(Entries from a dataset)

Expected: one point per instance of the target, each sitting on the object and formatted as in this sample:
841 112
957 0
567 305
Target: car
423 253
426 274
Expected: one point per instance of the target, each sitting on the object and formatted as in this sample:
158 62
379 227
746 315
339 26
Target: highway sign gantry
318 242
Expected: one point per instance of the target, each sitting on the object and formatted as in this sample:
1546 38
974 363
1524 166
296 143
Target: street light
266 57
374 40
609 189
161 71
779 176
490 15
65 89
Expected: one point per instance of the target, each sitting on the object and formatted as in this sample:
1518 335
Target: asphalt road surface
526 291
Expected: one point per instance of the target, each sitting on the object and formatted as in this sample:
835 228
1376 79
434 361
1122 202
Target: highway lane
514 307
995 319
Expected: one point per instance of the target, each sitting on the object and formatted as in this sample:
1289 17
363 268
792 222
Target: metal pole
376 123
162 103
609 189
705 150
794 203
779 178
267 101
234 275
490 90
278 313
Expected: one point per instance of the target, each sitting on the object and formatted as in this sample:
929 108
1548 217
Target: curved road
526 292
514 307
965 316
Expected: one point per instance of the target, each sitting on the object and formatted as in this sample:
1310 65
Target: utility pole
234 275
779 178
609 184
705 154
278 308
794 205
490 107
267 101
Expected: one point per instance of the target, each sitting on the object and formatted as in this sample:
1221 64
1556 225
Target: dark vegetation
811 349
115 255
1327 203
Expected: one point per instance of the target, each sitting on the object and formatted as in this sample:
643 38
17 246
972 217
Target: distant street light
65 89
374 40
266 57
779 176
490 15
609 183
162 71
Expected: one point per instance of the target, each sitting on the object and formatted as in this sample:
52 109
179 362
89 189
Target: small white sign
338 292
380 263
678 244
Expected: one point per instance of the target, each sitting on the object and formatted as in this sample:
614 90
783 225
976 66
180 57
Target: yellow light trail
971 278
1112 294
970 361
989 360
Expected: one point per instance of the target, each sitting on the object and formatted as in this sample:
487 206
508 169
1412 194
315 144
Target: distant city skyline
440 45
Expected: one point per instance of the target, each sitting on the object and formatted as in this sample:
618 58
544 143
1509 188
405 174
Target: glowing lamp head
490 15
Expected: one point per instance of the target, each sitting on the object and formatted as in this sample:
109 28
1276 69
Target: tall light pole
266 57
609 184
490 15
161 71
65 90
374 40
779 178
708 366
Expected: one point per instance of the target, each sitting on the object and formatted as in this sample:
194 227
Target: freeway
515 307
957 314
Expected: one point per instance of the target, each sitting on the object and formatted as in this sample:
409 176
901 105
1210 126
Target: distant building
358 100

* _Aim of the task_:
Exactly reproduce all of the entries.

* _Exercise solution_:
Expected: one point per instance of the target, each sitting on the object and formatted as in this sample:
841 112
957 0
567 305
Target: car
423 253
426 274
Expected: one point per instance of the target, each sitting on the object and formatted as in this sample:
158 62
379 227
746 315
339 26
Target: highway sign gantry
318 242
Expected: one point per instance of the target, each sitting on the object and formatted as in this sample:
1546 38
974 363
1524 166
296 143
Target: street light
266 57
374 40
609 189
161 71
779 176
490 15
65 89
Expected: one point per instance of the target, each sitting on the object and formatted as in this sample:
1518 335
Target: asphalt road surface
526 291
Expected: one point per instance of the target, each sitting on the object and formatted as in this sample:
835 228
1376 79
434 361
1122 202
Target: highway lane
514 307
995 319
Expected: one point per instance of the target, each sitting on the object and formatted as in this sample:
1289 17
363 268
792 222
Target: metal pole
376 123
162 103
609 189
705 150
794 203
779 178
267 101
234 275
490 90
278 313
Expected: one point per instance of the target, each sitting on the object and formatted as in this sample:
929 108
1548 217
Target: curved road
526 292
514 307
965 316
Expected: one point per instance of the target, each sitting on the object and formatted as in this sample:
1310 65
Target: utility pole
234 275
779 178
609 184
705 154
278 308
794 205
490 107
267 101
Expected: one point per instance of the target, each sitting on the object and formatted as in this sample:
1221 64
1556 225
Target: dark vegetation
811 349
115 255
1327 203
Expected: one point per instance of the target, each sitting on the object and formatted as in this sample:
643 38
17 246
972 217
Target: distant street light
65 89
374 40
266 57
779 176
490 15
609 183
162 71
Expected: one point per instance of the target, each sitting on the object and formatted as in this sample:
52 109
179 362
89 189
Target: small white sign
338 292
380 263
678 244
Expected: one point per instance of the target, each sitting on the object and formatted as in this sample:
614 90
783 225
976 66
180 57
Target: yellow light trail
971 278
1112 294
970 361
989 360
Expected: one point per instance of the target, each sitting on the object and formatted as in this sample:
487 206
508 169
1412 194
315 144
Target: distant city skyline
440 45
Expected: one point per instance of the target, each sitting on the object and formatted as in this sample:
618 58
544 143
1509 188
405 174
Target: glowing lamp head
490 15
Expected: one point per instance of the target, each sitting on the object and formatted as in this sample:
109 28
1276 69
Target: tall light pole
266 57
609 184
490 15
161 71
65 90
374 40
779 178
708 366
Expected: one point per instance of the target, each sitting on the object and formatted as in this sample:
194 227
Target: freeway
515 307
957 314
Expected: one point per instance of the target, each sitting on the object and formatted as in this sample:
409 176
901 105
1210 126
Target: distant building
358 100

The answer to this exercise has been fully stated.